-------- Texto fornecido

São Paulo, domingo, 27 de janeiro de 2008

Texto Anterior | Próximo Texto | Índice

VINICIUS TORRES FREIRE

Um divórcio amigável da crise


"Descolamento" total é difícil, óbvio, mas ainda não há motivos para catastrofismo no comércio externo do país

O CONSUMO global de grãos deve superar a produção pelo terceiro ano seguido na temporada agrícola 2007/08. A estimativa é do International Grains Council (IGC), organização intergovernamental de países exportadores e importadores, que revisou seu cenário na quinta passada, para pior. Importadores de cereais fazem compras preventivas e suspendem tarifas de importação -União Européia e Coréia o fizeram em novembro. Exportadores estão na rota inversa (como Rússia e Argentina no caso do trigo).
Em dezembro, a China deu fim a isenções fiscais para exportações de grãos. Agora em janeiro, impôs tarifas à exportação de trigo, soja, milho etc. Economistas do Goldman Sachs e do Morgan Stanley recomendam comprar commodities agrícolas. Os maiores produtores mundiais de fertilizantes só dão entrevistas "bullish", superotimistas, nestes dias de pânico. Afora gestores de fundos de commodities, talvez na ponta errada do mercado, no momento está difícil achar muita gente "baixista" em relação aos agrícolas em 2008.
Cerca de 60% das exportações brasileiras (em valor) são de produtos básicos ou quase isso. Crises americanas sempre derrubaram o preço dos "básicos" brasileiros -mas desta vez há o fator China/ Brics. Quanto menor o impacto no comércio exterior, mais o Brasil "descolaria" da crise. As projeções para o saldo comercial de 2008 são muito dispersas, de US$ 20 bilhões a US$ 35 bilhões. Mas economistas de Bradesco e Itaú estão otimistas.
Para a AEB (Associação de Comércio Exterior do Brasil), o saldo cai para US$ 30 bilhões, perto dos cenários normais pré-catastrofismo. Agropecuários, minérios e petrolíferos sobem; metais tendem a cair. "Há risco, mas segue a pressão de demanda e de biocombustíveis, metade da safra de grãos já está vendida a bom preço e exportadores anteciparam negócios", diz José Augusto de Castro, vice da AEB.

----------------
-------- Dados listados

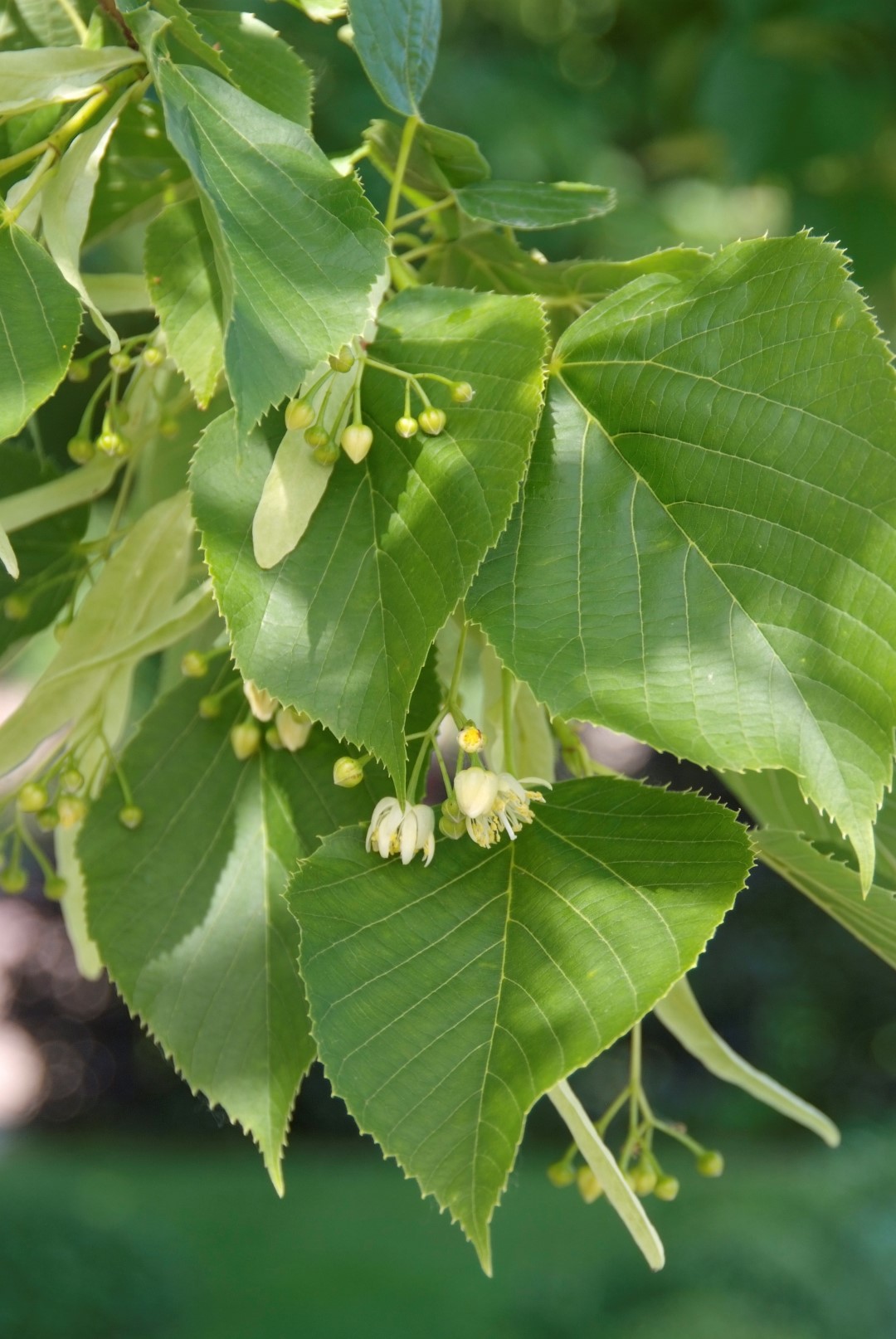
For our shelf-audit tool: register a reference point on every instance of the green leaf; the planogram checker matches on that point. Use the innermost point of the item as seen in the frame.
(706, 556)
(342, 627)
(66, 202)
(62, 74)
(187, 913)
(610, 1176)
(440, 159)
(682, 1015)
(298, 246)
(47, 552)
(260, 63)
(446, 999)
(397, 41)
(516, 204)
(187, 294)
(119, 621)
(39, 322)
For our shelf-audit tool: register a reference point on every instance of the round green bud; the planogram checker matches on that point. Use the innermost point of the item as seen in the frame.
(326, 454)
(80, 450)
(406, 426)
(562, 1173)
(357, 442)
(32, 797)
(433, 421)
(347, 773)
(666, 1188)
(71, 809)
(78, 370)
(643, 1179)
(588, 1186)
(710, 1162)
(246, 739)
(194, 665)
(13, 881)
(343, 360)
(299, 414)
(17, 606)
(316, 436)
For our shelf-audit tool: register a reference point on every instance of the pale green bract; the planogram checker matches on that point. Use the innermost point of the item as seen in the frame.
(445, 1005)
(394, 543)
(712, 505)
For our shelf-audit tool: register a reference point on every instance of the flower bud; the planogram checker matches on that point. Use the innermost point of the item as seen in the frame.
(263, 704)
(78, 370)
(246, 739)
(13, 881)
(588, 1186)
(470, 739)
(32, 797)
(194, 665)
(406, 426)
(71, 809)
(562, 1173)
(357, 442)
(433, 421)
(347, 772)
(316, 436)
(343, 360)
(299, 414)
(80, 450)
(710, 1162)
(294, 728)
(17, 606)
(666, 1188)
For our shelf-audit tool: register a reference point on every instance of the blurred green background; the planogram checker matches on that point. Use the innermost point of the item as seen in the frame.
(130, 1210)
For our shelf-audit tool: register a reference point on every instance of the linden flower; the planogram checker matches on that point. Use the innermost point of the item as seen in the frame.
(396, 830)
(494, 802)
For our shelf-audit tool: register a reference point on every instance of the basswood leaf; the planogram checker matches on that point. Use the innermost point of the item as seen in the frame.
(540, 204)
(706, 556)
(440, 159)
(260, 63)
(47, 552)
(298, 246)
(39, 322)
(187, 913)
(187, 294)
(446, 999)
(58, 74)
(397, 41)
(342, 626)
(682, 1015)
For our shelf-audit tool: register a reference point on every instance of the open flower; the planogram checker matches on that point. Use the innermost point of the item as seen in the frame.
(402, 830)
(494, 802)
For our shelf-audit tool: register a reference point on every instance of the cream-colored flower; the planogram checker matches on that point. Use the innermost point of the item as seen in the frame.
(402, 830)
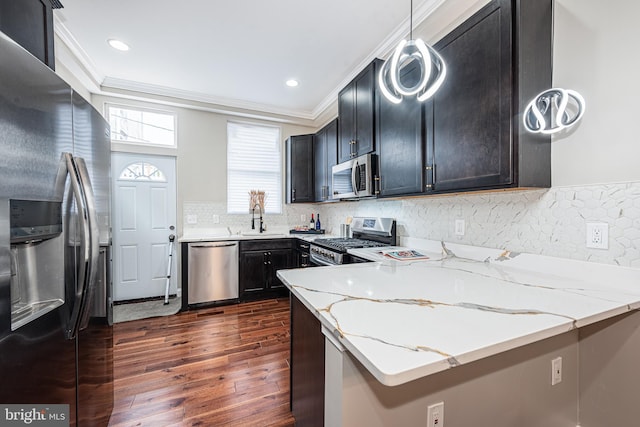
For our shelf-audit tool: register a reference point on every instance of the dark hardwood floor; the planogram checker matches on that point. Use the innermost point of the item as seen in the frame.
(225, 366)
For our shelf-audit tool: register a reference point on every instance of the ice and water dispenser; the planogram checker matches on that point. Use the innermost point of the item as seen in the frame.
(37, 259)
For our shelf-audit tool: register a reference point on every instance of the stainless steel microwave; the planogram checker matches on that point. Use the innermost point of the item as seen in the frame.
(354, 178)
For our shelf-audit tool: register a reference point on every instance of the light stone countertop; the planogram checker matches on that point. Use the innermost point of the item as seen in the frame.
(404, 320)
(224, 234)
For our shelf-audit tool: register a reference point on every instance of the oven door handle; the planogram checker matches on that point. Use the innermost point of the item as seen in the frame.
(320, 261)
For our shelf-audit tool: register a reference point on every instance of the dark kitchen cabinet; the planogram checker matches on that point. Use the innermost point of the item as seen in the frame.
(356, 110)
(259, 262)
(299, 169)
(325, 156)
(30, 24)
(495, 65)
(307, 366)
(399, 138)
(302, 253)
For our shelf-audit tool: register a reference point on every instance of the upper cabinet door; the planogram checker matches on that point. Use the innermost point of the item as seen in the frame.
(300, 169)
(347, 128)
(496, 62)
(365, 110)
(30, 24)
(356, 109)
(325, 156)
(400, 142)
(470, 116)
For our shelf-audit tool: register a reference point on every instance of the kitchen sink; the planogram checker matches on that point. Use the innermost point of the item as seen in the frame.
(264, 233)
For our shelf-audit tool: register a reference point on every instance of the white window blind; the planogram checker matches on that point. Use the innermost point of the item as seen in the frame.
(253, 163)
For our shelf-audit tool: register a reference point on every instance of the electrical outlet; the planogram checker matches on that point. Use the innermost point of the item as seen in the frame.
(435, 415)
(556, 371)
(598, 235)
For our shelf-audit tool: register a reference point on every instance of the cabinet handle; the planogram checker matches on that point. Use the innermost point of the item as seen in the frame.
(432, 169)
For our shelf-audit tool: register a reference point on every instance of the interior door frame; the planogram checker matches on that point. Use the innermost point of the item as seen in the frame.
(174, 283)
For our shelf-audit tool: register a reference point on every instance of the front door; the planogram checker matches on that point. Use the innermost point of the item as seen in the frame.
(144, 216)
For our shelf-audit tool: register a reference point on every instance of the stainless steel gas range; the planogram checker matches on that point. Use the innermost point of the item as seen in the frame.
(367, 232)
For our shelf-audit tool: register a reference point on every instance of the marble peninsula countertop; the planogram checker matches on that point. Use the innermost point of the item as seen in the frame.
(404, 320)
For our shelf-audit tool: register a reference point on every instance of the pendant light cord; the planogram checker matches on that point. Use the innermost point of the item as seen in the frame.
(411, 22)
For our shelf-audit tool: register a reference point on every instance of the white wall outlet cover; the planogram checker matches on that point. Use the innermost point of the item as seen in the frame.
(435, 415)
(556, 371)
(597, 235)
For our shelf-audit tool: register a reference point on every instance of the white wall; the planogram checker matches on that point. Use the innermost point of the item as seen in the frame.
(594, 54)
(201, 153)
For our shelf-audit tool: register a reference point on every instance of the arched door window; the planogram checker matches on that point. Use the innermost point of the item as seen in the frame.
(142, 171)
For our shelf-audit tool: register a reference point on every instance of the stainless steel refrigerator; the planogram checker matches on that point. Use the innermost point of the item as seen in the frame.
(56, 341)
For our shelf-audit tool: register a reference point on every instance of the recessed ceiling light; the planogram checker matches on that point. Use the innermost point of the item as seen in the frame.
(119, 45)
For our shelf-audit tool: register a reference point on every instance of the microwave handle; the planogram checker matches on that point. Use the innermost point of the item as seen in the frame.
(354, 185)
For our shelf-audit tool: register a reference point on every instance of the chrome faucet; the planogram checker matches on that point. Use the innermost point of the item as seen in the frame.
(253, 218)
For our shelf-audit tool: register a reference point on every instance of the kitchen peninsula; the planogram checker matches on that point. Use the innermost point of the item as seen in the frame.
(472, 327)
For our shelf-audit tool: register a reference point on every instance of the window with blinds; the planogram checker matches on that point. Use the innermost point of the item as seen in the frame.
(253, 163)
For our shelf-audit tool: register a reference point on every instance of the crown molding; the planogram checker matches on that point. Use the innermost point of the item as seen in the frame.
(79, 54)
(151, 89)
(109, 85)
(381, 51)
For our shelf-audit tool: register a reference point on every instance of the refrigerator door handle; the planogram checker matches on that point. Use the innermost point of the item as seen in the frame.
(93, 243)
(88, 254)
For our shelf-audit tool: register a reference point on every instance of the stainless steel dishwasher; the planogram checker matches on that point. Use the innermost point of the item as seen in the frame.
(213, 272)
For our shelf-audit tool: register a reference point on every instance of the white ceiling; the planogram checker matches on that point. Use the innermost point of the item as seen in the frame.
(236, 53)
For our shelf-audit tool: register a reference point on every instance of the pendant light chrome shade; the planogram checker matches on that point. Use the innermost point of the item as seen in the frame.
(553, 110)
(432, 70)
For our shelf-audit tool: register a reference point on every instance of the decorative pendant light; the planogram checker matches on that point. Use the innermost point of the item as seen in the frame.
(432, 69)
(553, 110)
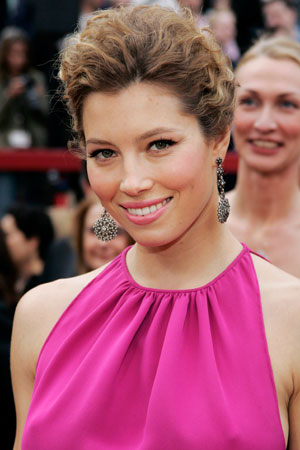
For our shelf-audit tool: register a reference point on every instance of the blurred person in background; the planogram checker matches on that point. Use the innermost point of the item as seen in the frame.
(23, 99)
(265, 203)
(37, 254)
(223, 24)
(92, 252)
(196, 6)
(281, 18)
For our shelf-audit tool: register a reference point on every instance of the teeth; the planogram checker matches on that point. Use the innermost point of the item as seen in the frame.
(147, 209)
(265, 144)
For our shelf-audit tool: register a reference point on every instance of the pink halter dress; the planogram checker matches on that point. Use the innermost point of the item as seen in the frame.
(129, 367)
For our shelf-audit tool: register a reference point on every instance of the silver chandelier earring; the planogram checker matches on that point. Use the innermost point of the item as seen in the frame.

----------------

No texto sobre o comércio externo do país, que motivos José Augusto de Castro, vice da AEB, apresenta para, apesar do risco, manter uma visão favorável? Responda em uma a três frases. Use somente o texto como fonte.

--- Tarefa concluída ---
Ele diz que a pressão de demanda e de biocombustíveis continua e que metade da safra de grãos já está vendida a bom preço. Acrescenta que os exportadores anteciparam negócios.